▶ Problem description
Working from the line that contains "# Target: red sweater sleeve" down to the last line below, repeat each line exactly.

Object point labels
--------------------------------------------------
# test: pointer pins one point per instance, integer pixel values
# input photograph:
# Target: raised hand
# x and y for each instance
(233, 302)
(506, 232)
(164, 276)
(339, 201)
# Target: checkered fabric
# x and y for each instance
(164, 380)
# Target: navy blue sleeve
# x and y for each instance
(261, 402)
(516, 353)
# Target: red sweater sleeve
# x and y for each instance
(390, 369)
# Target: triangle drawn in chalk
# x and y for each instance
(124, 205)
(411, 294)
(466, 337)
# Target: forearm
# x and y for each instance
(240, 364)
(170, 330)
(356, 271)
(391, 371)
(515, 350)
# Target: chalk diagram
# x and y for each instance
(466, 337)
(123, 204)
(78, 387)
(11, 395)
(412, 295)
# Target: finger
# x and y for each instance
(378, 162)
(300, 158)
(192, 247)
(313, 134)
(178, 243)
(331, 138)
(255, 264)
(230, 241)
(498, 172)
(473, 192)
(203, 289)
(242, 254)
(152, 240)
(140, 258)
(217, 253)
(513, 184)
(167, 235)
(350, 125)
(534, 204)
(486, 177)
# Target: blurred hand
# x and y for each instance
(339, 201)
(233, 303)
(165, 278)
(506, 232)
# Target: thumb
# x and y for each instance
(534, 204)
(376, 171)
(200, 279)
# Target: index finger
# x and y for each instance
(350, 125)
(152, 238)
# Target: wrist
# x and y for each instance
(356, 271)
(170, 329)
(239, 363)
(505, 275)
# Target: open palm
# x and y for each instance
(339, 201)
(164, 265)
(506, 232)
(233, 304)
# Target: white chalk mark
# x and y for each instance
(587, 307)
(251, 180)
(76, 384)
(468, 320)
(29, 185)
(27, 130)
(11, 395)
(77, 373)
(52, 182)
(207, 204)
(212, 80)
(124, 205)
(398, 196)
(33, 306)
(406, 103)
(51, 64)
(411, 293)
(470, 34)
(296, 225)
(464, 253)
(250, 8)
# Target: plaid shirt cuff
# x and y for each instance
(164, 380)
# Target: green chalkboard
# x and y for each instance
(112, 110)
--------------------------------------------------
▶ Output of the task
# Target: red sweater sleeve
# x and y for each instance
(390, 369)
# Target: triangle drawn in chalk
# x and y for each instance
(124, 205)
(411, 294)
(466, 337)
# Target: forearm
# x and y for each instance
(240, 364)
(170, 330)
(356, 271)
(391, 371)
(515, 350)
# Target: chalk diagram
# x and y for each instance
(466, 337)
(123, 204)
(78, 387)
(11, 395)
(412, 295)
# Target: finger
# x and y for each instance
(378, 162)
(300, 158)
(192, 247)
(313, 134)
(178, 243)
(331, 138)
(255, 264)
(230, 241)
(498, 172)
(473, 192)
(203, 289)
(242, 254)
(152, 240)
(140, 258)
(217, 253)
(513, 184)
(167, 235)
(350, 125)
(534, 204)
(486, 177)
# Target: blurred hand
# x and y for each instance
(339, 201)
(233, 303)
(165, 278)
(506, 232)
# Target: thumb
# x and y for each instance
(534, 204)
(376, 171)
(200, 279)
# Target: index finger
# x and y for each instance
(350, 125)
(152, 238)
# Target: wrist
# x and y for each instance
(356, 271)
(170, 329)
(239, 363)
(505, 275)
# Target: open palm
# x and y for each instance
(339, 201)
(164, 265)
(506, 232)
(233, 304)
# Target: white chalk mark
# x and y for each instance
(587, 307)
(251, 180)
(76, 384)
(468, 320)
(29, 185)
(27, 130)
(11, 395)
(77, 373)
(52, 182)
(207, 204)
(212, 80)
(124, 205)
(398, 196)
(33, 306)
(406, 103)
(51, 64)
(411, 293)
(470, 34)
(296, 225)
(464, 253)
(250, 8)
# Target: plaid shirt cuff
# x and y for each instance
(164, 380)
# Target: green chalkboard
# x and y for each instance
(112, 110)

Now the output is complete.